Start of Record list
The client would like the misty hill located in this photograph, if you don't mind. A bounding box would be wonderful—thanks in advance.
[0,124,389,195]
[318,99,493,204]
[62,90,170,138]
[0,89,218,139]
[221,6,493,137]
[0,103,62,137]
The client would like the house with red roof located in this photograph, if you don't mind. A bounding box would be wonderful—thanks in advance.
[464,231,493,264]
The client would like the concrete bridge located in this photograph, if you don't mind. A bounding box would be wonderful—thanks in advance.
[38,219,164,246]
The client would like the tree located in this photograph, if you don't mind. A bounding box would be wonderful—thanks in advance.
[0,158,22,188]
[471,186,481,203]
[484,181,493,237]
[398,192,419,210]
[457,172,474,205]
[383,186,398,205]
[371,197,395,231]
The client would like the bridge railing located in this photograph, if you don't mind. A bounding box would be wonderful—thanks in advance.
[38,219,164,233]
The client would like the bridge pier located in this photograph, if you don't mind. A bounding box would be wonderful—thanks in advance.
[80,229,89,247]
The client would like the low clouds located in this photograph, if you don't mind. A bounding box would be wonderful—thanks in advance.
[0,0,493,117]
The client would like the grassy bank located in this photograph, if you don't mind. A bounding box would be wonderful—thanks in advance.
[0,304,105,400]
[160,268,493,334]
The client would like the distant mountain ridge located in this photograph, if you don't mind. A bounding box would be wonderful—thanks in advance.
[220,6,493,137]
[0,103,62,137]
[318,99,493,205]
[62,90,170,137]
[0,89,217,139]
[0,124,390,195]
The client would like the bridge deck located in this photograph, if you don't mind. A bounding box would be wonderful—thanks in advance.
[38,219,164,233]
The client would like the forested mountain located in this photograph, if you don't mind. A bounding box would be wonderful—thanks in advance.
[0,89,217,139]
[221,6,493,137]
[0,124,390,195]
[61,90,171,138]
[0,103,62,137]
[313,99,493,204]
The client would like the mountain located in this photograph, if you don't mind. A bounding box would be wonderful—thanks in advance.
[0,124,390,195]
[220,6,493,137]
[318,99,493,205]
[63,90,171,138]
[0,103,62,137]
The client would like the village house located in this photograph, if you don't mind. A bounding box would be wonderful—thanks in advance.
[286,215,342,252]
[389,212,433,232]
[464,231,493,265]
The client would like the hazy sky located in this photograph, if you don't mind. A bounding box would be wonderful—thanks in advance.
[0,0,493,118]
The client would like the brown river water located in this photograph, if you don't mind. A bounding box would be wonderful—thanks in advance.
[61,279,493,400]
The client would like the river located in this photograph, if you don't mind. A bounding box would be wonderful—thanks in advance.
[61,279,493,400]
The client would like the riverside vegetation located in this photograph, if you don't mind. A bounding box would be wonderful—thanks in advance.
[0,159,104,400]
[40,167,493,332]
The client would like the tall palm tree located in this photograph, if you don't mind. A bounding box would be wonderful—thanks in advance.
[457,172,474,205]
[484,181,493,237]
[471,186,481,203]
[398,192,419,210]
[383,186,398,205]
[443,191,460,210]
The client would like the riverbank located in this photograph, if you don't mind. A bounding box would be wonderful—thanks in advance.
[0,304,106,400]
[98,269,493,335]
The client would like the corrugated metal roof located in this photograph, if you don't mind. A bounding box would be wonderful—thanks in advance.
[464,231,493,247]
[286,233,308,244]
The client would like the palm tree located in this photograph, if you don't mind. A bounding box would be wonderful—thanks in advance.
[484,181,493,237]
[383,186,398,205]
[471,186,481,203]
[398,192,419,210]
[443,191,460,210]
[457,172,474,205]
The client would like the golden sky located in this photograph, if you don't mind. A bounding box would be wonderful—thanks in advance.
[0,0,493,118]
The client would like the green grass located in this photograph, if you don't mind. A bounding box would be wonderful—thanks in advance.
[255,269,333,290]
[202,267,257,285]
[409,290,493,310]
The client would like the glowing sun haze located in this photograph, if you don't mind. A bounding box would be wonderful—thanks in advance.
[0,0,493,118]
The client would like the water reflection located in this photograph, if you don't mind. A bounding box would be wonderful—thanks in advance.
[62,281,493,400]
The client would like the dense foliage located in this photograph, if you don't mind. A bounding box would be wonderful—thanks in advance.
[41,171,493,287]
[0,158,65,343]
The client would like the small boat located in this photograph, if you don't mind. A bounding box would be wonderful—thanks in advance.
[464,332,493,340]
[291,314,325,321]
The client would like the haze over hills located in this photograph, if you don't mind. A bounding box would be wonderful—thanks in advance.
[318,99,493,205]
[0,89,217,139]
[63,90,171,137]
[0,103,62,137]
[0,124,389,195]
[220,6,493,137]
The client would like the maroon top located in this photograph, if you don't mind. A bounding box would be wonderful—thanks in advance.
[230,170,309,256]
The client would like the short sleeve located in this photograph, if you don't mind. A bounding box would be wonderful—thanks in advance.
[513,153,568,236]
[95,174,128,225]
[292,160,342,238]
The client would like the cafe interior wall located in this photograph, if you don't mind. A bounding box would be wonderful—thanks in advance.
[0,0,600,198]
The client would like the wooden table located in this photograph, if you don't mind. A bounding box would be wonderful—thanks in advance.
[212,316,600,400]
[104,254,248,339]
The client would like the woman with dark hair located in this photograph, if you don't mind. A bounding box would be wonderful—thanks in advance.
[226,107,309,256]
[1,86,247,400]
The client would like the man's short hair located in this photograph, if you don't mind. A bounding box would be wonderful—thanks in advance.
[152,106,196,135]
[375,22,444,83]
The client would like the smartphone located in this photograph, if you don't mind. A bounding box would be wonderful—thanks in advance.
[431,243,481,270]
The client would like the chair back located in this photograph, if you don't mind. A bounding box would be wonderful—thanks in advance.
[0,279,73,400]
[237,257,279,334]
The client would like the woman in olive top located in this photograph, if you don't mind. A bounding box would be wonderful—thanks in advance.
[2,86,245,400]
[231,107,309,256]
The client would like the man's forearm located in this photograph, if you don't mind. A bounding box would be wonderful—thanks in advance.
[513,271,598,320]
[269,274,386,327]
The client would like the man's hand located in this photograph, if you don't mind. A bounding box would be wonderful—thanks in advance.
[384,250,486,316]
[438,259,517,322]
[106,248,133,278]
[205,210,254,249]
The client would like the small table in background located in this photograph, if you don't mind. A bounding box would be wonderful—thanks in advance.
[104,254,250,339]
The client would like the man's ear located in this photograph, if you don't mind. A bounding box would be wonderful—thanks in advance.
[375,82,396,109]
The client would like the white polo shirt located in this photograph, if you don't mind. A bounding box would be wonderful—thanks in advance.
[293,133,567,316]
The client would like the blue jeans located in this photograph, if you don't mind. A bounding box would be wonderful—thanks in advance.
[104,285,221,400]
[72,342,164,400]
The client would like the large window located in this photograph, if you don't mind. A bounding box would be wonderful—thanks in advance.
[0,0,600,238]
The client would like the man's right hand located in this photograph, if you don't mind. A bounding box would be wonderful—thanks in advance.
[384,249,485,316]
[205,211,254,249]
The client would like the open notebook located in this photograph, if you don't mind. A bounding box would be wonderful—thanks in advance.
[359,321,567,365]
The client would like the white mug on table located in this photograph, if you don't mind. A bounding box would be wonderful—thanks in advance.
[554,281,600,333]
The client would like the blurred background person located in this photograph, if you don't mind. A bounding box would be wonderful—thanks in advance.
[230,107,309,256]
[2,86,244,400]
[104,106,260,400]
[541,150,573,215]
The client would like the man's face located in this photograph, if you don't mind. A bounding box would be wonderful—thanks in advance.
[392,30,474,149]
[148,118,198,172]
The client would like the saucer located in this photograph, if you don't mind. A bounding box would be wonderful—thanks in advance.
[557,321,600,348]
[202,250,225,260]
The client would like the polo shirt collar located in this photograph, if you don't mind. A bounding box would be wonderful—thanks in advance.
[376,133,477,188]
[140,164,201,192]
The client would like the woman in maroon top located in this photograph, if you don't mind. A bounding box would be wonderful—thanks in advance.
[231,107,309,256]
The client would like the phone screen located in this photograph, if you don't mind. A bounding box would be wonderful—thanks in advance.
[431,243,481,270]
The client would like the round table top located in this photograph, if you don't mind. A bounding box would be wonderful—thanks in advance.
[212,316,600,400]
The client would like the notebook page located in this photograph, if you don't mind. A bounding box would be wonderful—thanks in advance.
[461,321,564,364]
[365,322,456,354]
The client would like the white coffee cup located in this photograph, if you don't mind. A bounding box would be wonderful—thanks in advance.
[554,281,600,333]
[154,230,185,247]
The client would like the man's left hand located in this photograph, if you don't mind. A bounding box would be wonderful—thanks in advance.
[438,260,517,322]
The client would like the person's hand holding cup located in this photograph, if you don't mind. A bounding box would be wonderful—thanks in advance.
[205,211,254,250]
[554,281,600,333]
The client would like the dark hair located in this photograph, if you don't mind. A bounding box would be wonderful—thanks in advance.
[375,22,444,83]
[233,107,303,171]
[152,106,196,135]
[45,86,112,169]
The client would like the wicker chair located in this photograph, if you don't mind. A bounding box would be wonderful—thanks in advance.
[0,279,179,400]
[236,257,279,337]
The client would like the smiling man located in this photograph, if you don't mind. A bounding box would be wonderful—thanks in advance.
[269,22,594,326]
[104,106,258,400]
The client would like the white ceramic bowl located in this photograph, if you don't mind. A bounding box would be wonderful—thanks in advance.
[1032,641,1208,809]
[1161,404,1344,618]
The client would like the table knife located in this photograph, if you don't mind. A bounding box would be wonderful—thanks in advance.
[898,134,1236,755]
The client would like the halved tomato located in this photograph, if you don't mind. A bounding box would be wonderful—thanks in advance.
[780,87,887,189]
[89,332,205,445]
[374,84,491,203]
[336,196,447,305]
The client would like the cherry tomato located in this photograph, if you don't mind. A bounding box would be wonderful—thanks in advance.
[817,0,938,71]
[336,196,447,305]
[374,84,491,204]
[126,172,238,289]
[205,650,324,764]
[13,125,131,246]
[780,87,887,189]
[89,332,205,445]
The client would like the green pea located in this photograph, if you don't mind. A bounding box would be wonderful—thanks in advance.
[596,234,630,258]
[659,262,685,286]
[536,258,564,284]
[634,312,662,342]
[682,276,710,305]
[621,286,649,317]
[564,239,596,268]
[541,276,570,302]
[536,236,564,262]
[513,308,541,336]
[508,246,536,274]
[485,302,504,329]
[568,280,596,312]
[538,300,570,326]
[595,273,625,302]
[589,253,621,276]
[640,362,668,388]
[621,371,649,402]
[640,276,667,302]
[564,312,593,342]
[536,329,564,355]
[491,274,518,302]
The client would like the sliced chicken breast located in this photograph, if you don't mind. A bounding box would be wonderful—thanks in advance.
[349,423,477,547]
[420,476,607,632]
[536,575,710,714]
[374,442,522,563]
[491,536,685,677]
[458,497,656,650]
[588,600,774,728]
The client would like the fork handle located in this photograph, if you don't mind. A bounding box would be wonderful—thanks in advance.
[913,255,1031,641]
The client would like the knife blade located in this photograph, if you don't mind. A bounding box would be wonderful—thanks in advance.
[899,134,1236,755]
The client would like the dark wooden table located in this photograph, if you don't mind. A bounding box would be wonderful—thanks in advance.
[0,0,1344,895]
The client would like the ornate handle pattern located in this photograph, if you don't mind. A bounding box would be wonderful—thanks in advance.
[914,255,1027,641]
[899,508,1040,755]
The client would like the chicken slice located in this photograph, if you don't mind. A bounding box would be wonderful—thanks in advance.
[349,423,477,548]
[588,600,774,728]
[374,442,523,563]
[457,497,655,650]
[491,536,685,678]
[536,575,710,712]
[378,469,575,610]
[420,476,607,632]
End of Record list
Rewrite everything from the start of the records down through the line containing "[38,219,164,246]", and substitute "customer" for "client" with all else left unchanged.

The customer would like the misty hill located in this photograph, if you don't mind. A bounding box would be wonderful—thanks in advance.
[0,124,389,195]
[318,99,493,204]
[62,90,170,138]
[0,89,218,139]
[221,6,493,137]
[0,103,62,137]
The customer would like the house with red roof located in this photograph, if you don't mind. A bounding box would be wonderful—thanks in advance.
[464,231,493,264]
The customer would like the concrete bridge located in this photograph, if you don't mind. A bounding box would be wonderful—thanks in advance.
[38,219,164,246]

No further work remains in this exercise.